### Brief:
Set down exactly the lines from the one containing "Each instance of the koala eye" through the last line of the records below, both included, and nothing else.

● ● ● ● ●

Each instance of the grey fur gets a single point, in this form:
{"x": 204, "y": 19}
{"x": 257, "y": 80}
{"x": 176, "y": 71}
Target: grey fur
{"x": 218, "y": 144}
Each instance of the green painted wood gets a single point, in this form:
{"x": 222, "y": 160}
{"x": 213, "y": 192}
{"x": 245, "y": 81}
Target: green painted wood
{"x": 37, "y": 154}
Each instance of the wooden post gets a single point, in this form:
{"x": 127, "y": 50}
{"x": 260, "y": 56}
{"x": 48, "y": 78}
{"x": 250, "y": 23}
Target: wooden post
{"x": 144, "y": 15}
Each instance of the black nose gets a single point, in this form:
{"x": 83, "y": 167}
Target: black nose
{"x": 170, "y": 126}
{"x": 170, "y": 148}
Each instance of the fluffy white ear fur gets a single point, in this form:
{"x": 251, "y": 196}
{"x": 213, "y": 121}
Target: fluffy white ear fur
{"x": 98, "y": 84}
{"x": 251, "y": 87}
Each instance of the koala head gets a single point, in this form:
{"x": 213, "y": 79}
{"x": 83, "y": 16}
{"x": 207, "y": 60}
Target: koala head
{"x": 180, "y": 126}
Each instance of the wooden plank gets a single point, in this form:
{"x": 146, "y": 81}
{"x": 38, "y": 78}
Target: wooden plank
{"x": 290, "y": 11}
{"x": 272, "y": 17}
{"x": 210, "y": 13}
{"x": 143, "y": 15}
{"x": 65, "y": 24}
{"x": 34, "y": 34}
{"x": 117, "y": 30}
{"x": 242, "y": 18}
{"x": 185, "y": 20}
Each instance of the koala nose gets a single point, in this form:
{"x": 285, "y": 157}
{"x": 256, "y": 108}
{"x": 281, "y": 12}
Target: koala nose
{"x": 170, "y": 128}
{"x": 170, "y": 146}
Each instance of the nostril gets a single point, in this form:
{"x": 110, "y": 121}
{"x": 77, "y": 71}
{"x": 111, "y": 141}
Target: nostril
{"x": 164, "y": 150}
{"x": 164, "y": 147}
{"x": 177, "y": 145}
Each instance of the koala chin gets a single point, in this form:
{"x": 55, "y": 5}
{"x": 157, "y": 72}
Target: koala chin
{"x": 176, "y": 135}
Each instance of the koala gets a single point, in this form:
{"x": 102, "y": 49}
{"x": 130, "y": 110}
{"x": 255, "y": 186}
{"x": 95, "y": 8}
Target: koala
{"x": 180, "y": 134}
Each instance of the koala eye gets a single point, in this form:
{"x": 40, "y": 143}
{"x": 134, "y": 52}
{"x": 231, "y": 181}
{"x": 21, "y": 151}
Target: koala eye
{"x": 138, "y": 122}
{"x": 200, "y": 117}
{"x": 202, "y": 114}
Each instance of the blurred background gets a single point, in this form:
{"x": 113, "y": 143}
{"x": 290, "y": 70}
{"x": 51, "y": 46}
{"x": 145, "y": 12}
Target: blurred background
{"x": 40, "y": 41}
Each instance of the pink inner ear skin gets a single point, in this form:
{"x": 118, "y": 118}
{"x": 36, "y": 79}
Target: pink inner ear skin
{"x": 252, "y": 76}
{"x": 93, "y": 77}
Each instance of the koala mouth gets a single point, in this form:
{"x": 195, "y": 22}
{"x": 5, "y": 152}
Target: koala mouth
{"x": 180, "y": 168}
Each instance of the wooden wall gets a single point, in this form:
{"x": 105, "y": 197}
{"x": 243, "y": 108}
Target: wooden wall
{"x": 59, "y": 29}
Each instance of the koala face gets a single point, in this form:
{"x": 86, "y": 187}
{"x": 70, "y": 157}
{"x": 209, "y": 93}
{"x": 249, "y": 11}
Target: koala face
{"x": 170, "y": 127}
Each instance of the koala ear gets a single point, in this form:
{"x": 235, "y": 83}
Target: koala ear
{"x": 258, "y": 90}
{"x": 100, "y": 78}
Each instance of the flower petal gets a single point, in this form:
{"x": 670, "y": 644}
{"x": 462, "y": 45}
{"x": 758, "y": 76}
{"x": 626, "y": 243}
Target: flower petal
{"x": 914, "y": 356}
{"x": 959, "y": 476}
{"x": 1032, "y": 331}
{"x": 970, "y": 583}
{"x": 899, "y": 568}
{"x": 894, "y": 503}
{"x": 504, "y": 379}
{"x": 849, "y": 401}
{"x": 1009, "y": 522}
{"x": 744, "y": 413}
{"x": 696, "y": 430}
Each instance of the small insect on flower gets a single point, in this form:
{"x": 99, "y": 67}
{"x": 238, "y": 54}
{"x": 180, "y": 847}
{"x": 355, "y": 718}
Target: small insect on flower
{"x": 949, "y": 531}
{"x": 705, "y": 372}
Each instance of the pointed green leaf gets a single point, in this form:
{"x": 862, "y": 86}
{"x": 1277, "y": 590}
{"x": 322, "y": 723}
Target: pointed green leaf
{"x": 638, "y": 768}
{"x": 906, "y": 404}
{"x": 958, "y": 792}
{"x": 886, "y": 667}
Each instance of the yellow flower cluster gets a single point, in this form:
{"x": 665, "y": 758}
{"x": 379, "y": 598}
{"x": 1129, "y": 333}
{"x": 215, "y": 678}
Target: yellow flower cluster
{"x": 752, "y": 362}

● ● ● ● ●

### Written answer:
Each instance of the koala eye gets a single point, in this form:
{"x": 40, "y": 143}
{"x": 134, "y": 52}
{"x": 231, "y": 181}
{"x": 21, "y": 151}
Target: koala eye
{"x": 138, "y": 122}
{"x": 200, "y": 117}
{"x": 202, "y": 114}
Each instance of the blurred background gets a single point, in this form:
{"x": 113, "y": 143}
{"x": 290, "y": 70}
{"x": 51, "y": 46}
{"x": 145, "y": 12}
Target: blurred background
{"x": 40, "y": 41}
Each instance of the pink inner ear skin gets a single point, in this form:
{"x": 118, "y": 118}
{"x": 36, "y": 79}
Target: pink inner ear skin
{"x": 252, "y": 76}
{"x": 93, "y": 77}
Each instance of the koala mouth gets a single point, in this form:
{"x": 195, "y": 22}
{"x": 5, "y": 152}
Target: koala mouth
{"x": 180, "y": 168}
Each instance of the wooden wall gets a single point, in this form:
{"x": 105, "y": 197}
{"x": 243, "y": 108}
Target: wooden wall
{"x": 59, "y": 29}
Each instance of the koala face gets a single point, in this form:
{"x": 86, "y": 187}
{"x": 70, "y": 157}
{"x": 209, "y": 93}
{"x": 249, "y": 11}
Target: koala face
{"x": 170, "y": 127}
Each instance of the koala ear gets a single point, in this form:
{"x": 235, "y": 83}
Target: koala ear
{"x": 258, "y": 90}
{"x": 100, "y": 78}
Each instance of the flower petal gets a single point, in this form:
{"x": 670, "y": 644}
{"x": 462, "y": 45}
{"x": 758, "y": 76}
{"x": 626, "y": 243}
Target: flower petal
{"x": 914, "y": 356}
{"x": 959, "y": 476}
{"x": 1032, "y": 331}
{"x": 970, "y": 583}
{"x": 899, "y": 568}
{"x": 894, "y": 503}
{"x": 504, "y": 379}
{"x": 849, "y": 401}
{"x": 1009, "y": 522}
{"x": 744, "y": 413}
{"x": 696, "y": 430}
Each instance of the small insect on flower gets a single point, in this form:
{"x": 99, "y": 67}
{"x": 238, "y": 54}
{"x": 180, "y": 847}
{"x": 355, "y": 718}
Target: small insect on flower
{"x": 949, "y": 531}
{"x": 705, "y": 372}
Each instance of the pointed green leaf gets a single point, in this form:
{"x": 862, "y": 86}
{"x": 1277, "y": 590}
{"x": 322, "y": 723}
Target: pointed green leaf
{"x": 638, "y": 768}
{"x": 906, "y": 404}
{"x": 958, "y": 792}
{"x": 886, "y": 667}
Each instance of the yellow flower cluster gets a single point, in this form:
{"x": 665, "y": 758}
{"x": 379, "y": 598}
{"x": 1129, "y": 333}
{"x": 215, "y": 678}
Target: yellow flower cluster
{"x": 752, "y": 362}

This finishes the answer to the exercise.